→ Task statement: Please retype every record exactly as it appears, omitting the pictures.

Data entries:
"""
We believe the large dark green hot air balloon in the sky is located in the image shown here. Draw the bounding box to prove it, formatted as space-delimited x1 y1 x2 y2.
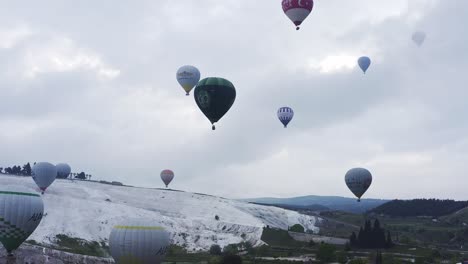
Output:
195 77 236 130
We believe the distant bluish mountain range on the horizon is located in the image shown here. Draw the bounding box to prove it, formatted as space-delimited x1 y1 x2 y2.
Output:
242 195 389 213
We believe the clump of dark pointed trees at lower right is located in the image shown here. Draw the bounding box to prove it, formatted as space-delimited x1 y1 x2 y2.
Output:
349 219 394 248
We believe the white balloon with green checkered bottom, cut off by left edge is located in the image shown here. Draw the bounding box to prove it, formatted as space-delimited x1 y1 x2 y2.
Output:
0 186 44 256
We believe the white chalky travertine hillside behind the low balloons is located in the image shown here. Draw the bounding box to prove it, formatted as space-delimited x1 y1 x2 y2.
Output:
0 175 318 251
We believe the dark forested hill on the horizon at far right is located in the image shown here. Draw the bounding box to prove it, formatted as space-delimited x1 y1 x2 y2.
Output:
370 199 468 217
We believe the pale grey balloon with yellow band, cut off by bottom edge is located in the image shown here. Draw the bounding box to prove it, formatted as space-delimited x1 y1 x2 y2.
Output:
109 222 169 264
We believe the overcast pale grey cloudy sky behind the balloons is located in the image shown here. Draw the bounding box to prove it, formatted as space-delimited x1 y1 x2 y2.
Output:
0 0 468 200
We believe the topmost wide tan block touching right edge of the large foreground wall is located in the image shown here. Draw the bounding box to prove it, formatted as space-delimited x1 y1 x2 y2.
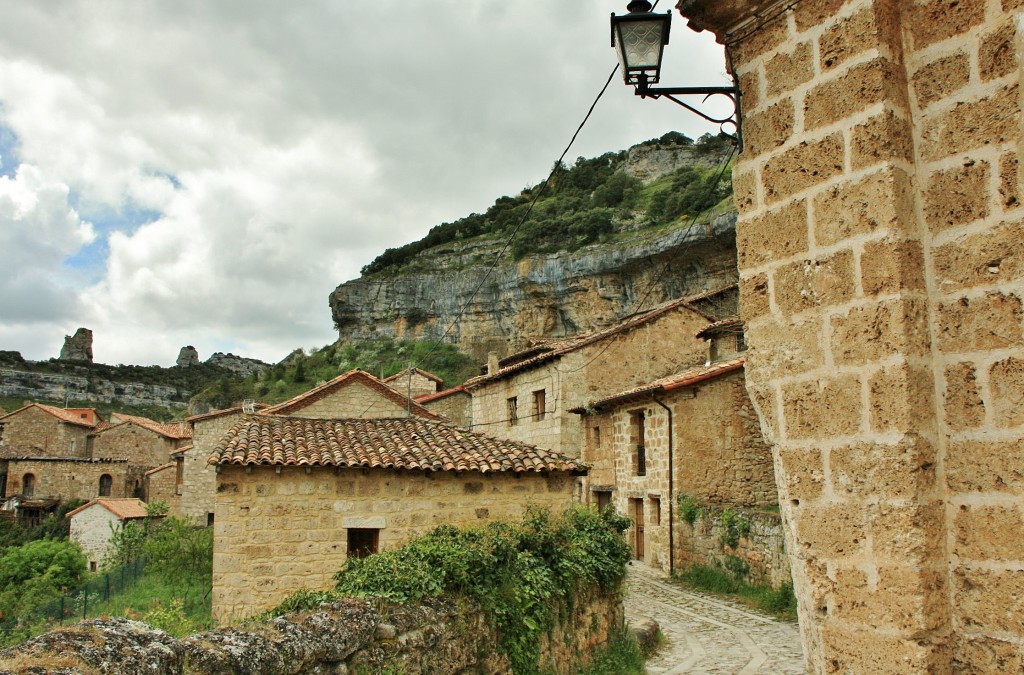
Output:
921 83 1020 162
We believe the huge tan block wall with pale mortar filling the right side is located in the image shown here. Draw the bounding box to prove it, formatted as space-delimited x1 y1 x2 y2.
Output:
681 0 1024 673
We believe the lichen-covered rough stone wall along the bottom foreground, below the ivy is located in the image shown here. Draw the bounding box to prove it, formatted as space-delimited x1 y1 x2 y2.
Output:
0 589 624 675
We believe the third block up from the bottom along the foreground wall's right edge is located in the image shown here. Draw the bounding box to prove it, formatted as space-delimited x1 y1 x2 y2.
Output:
953 504 1024 562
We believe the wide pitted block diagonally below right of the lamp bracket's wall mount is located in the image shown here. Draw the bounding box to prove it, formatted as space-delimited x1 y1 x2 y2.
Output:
761 133 846 204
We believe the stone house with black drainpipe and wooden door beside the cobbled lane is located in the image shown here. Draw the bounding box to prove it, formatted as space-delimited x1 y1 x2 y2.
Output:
569 319 788 583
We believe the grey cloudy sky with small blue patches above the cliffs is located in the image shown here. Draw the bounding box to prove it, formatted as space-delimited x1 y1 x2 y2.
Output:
"""
→ Task solution:
We believe the large dark green hot air balloon in the sky is located in the image shown here. Draw the bounding box to prove it, formatted as space-delimited x1 y1 x2 y2.
Output:
195 77 236 130
We believe the distant bluish mountain range on the horizon is located in the image shown here. Draw the bounding box to prove it, formatted as space-delimited x1 y1 x2 y2.
Output:
242 195 389 213
We believe the clump of dark pointed trees at lower right is located in the image shown here. Draw the bounding box to prove it, formatted as space-delimited x1 y1 x2 y2.
Output:
349 219 394 248
We believe the white balloon with green checkered bottom, cut off by left edge is located in the image shown here. Draw the bounding box to prove it, formatted as space-delimited x1 y1 x2 y2.
Output:
0 186 44 256
We believe the white chalky travertine hillside behind the low balloons is located in the image shown here. Draw the bounding box to prove it, formatted as space-delimited x1 y1 x2 y2.
Output:
0 175 318 251
We believe the dark forested hill on the horizon at far right is located in the image shown here. Draw the bounding box to prove it, formatted as space-delimited x1 y1 x2 y2.
Output:
370 199 468 217
We believe the pale grey balloon with yellow band, cut off by bottom edge is located in the image shown here. Draw the bounding box to prove it, formatted as space-delimited x1 y1 x2 y2.
Output:
109 222 169 264
We believe the overcast pale grey cloudy sky behind the balloons is located in the image shown here. Draw the bounding box to prove it, formatted as space-delimited x1 y1 x2 y2.
Output:
0 0 468 200
We believe the topmost wide tan block touching right edge of the large foreground wall is located in the image shown here. Draw the bounding box to prove it, formatted as space-delimited x1 y1 x2 y2.
Output:
921 83 1020 162
We believe the huge tan block wall with pale mortar filling the right side is located in the image shown here. Draw the bounding box to prove it, formatted as space-delimited x1 y1 x2 y2.
Output:
681 0 1024 673
We believe the lichen-covered rough stone wall along the bottom foreground, below the ivy is located in the image shown here. Draw the bounding box to prove it, formatted as space-delimited x1 y1 x2 y2.
Output:
0 589 624 675
We believe the third block up from the bottom along the foreground wall's right edge is located in the image shown here. Draw the bounding box to prove it, formatted as space-delimited x1 y1 x2 y2.
Output:
953 504 1024 562
We believe the wide pitted block diagonally below right of the lamp bracket's wall mount is located in the image shown here. Draw the bounding box to prove it, formatted as space-delimited x1 y1 x2 y2.
Output:
761 133 846 204
We believe the stone house with black drainpipe and wooden door beside the cobbled lane is located in the image shown here. Draw the bounding box to prove it, formatted as space-delimited x1 y1 x2 y2.
Output:
569 319 788 583
We believe the grey cloudy sky with small blue patches above the cliffs is located in the image shown here. Draw the bounding box to prove it, formatted as space-delimited x1 y1 x2 y2.
Output:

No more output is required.